Assignment:
Repeat the records below verbatim.

Data:
_ _ _ _ _ _ _

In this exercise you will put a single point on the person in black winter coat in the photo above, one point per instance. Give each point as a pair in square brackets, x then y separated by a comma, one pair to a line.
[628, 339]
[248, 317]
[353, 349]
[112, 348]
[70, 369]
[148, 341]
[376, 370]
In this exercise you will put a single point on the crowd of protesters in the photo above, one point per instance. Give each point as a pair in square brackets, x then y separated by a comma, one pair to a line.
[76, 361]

_ _ _ _ _ _ _

Written answer:
In this exercise you will put a single point on the person in black winter coat in the photo above, one point per instance. Give each point as a pair in square brackets, x then y separated by a comma, one pair to a line.
[628, 339]
[248, 317]
[353, 349]
[112, 348]
[70, 369]
[148, 341]
[376, 370]
In this exercise you will put a single point on the crowd of protesters in the photo above, one point per instance. Give each point as a pair in square brackets, x then y separated by a comma, one pair to a line.
[76, 361]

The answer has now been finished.